● **TASK SET**:
A: Reproduce the passage of the driftwood thread from "I have split" to "equal sized pieces.".
B: In the driftwood thread, how tall was the piece of driftwood that was purchased?

● **DOCUMENT EXTRACT**:
>>>>
# Large Amounts of Driftwood



## wmayes (Oct 22, 2007)

I just purchased a single piece of driftwood. It was the base of a large tree (trunk ~2 feet in diameter) with its network of roots attached (which widens and becomes ~3 feet in diameter).

The piece was almost 4 feet tall.

I'll estimate that the full tree was close to 30-40 feet.

I have split it into three pieces so that it can actually FIT into my aquarium. I've cut the roots off (they remain intact) and I'm going to place these in the center of my 200 in such position as it seem you are looking 'up' into the tree. The roots are very decorative and the tangles and are beautiful.

The remaining piece (the trunk) was split into two equal sized pieces.

Each of the these two pieces will be placed slightly farther back that the system of roots and to the either side of it. All three pieces are such a size that I do NOT expect them to float because of sheer wieght HOWEVER I will be taking necessary precaution anyway.

Each piece will have around 2-3 inches taken off the top so that it will fit under the acrylic at the top of the aquarium and I will use wedges to keep all three pieces in place. So if some minor floatation occurs it will be cut off by these wedges (if you have any concerns over this method please voice it). I am slightly worried that the acrylic will not be able to hold the driftwood down...!

The sheer size of the (now three) pieces will cut the water volume down to around 125 (accounting for the hollow portions of all three - if they weren't hollow the figure would be more like 95-100 gallons).

What do you think?

(pictures soon)


----------



## Guest (Jul 29, 2008)

The driftwood should sink after a few weeks once it becomes waterlogged...

You could also try and weigh it down using rocks...


----------



## wmayes (Oct 22, 2007)
<<<<
● **EXTRACTED INFORMATION**:
>>>>
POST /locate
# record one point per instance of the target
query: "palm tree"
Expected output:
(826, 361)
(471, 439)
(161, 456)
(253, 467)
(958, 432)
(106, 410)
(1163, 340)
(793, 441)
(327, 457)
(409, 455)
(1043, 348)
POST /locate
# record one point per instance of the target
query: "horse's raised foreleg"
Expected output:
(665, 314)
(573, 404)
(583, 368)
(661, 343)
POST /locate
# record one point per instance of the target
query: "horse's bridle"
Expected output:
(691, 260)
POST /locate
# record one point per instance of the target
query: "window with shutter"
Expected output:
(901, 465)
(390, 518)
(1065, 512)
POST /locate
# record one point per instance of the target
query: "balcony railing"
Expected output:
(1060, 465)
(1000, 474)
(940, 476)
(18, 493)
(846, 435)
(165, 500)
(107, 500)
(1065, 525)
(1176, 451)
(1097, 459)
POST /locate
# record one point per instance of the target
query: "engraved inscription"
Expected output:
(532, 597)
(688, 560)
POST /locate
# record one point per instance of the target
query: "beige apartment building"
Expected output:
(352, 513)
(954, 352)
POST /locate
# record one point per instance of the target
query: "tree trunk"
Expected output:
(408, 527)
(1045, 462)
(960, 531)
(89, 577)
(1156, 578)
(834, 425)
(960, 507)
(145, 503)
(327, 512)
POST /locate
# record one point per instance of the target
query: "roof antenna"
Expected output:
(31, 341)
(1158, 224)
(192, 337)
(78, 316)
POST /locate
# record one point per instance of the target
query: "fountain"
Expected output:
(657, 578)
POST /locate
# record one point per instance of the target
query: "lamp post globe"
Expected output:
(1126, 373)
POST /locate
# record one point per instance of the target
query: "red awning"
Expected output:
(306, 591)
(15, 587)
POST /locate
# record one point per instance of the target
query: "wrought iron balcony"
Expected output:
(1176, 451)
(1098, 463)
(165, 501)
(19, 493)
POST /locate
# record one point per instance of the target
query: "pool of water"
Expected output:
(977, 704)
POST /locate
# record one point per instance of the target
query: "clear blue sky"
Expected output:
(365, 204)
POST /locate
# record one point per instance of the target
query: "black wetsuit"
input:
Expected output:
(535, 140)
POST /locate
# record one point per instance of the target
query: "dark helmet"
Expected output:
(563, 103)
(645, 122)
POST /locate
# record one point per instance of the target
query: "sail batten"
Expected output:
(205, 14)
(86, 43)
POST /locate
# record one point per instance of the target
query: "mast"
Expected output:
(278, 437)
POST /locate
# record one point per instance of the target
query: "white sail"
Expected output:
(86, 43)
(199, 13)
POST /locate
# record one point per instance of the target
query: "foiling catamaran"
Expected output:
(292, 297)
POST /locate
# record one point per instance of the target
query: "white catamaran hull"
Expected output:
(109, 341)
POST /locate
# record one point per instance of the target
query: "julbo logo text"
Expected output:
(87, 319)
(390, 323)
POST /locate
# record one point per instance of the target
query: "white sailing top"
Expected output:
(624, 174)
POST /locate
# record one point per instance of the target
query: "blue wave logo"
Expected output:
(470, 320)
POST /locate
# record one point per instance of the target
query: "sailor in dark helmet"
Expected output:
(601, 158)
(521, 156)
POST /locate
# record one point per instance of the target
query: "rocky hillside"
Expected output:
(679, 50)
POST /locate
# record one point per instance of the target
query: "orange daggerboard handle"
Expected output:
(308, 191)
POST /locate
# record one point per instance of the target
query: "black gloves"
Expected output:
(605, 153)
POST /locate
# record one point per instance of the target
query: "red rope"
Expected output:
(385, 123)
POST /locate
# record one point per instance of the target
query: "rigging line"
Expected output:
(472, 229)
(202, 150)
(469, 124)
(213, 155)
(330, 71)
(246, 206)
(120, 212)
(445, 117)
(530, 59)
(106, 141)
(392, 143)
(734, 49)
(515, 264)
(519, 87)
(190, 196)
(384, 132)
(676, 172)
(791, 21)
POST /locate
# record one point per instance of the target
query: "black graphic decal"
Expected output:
<<<<
● **WORKED ANSWERS**:
A:
I have split it into three pieces so that it can actually FIT into my aquarium. I've cut the roots off (they remain intact) and I'm going to place these in the center of my 200 in such position as it seem you are looking 'up' into the tree. The roots are very decorative and the tangles and are beautiful.

The remaining piece (the trunk) was split into two equal sized pieces.

B: It was almost 4 feet tall.